Brano estratto:
•••
“Crediamo in quello che i tanti giovani del Centro Padre Nostro guidati da Maurizio Artale hanno fatto in questi lunghi anni, in quanto, avendo avuto modo di conoscerli, abbiamo avuto prove provate da documenti e opere realizzate giorno dopo giorno, che queste persone hanno preso con serietà e incondizionato interesse l’opera del nostro familiare, Padre Pino Puglisi, colui che tanti anni fa fondò questo Centro. Loro hanno avuto coraggio e hanno dimostrato amore e solidarietà verso coloro che hanno necessità di essere seguiti ed accompagnati per trovare la via della legalità. Tutto questo lo hanno fatto e continuano a farlo “da soli”.
A dirlo sono i familiari del beato Pino Puglisi in una lunga lettera aperta che rappresenta anche la prima dichiarazione pubblica della famiglia Puglisi. A dare l’occasione per questo intervento sono le polemiche sull’acquisto della casa che fu l’abitazione di Don Puglisi in vita. Una difesa forte, la loro, dell’attività del Centro Padre Nostro di guidato da Maurizio Artale, e dei suoi volontari.
“Bussando hanno trovato le porte chiuse da tutti e soprattutto da coloro che si dichiarano amici storici; persino la Chiesa, a cui hanno chiesto più volte collaborazione, sostegno e aiuti ha alzato dinanzi a loro un muro – dicono i familiari di Don Pino -. Se questo li ha portati a dover chiedere aiuto alle istituzioni per realizzare tutto quello che Padre Puglisi voleva, e noi sappiamo cosa lui desiderava, noi pensiamo che hanno fatto bene”.
“Coloro che si dichiarano ‘amici storici’ ci devono dimostrare cosa hanno fatto per continuare quello che il nostro familiare voleva. Dov’è la loro solidarietà? Dov’è la loro presenza a Brancaccio lungo le vie della sofferenza? Aspettiamo ancora una loro chiamata per ascoltare la loro versione, richiesta da noi personalmente durante la presentazione di un documentario della Rai su Padre Puglisi, a Palermo, qualche tempo fa, a Palazzo delle Aquile. È facile criticare e farsi pubblicità gratuita per mezzo dei giornali!
“A noi familiari diretti, come al nostro Padre Puglisi, e come ai giovani del Centro Padre Nostro, piace agire e non blaterare”.
•••
Dati:
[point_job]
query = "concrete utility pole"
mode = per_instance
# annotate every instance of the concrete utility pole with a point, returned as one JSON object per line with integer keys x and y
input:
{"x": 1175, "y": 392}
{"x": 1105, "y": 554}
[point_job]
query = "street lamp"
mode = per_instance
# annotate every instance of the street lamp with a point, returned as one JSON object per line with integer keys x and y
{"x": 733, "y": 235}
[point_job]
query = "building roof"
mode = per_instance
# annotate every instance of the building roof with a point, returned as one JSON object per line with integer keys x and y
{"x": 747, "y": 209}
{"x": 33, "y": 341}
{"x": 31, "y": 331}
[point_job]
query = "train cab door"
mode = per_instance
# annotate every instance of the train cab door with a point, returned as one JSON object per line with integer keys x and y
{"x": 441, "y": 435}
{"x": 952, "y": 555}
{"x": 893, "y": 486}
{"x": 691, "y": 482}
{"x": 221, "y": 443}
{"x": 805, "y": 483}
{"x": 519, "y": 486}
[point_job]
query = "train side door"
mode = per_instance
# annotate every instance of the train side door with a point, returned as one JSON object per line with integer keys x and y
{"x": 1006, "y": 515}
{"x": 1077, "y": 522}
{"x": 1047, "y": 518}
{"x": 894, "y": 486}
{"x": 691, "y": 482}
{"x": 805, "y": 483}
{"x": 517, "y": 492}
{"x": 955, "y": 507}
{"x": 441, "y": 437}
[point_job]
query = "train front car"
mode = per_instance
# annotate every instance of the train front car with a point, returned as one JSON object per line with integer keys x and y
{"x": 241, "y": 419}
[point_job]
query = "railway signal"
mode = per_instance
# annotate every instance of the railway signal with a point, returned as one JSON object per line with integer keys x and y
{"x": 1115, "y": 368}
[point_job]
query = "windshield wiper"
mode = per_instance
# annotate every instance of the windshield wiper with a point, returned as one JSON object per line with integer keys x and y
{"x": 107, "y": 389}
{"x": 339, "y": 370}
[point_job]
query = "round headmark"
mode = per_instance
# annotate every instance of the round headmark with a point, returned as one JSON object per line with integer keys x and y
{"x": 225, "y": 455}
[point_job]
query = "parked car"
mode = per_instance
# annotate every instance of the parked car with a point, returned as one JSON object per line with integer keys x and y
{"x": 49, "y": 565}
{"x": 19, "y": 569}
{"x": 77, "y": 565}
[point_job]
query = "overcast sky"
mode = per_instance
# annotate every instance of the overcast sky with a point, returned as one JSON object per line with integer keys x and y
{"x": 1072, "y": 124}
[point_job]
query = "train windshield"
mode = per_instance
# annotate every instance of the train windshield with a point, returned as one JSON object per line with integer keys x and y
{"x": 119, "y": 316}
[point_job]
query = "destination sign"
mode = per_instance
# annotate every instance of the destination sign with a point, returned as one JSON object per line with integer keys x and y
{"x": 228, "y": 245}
•••
Da fare: Riporta parola per parola la parte del brano estratto che comincia dalle parole "A dirlo sono" e si ferma subito dopo le parole "dei suoi volontari.".

Risposta:
A dirlo sono i familiari del beato Pino Puglisi in una lunga lettera aperta che rappresenta anche la prima dichiarazione pubblica della famiglia Puglisi. A dare l’occasione per questo intervento sono le polemiche sull’acquisto della casa che fu l’abitazione di Don Puglisi in vita. Una difesa forte, la loro, dell’attività del Centro Padre Nostro di guidato da Maurizio Artale, e dei suoi volontari.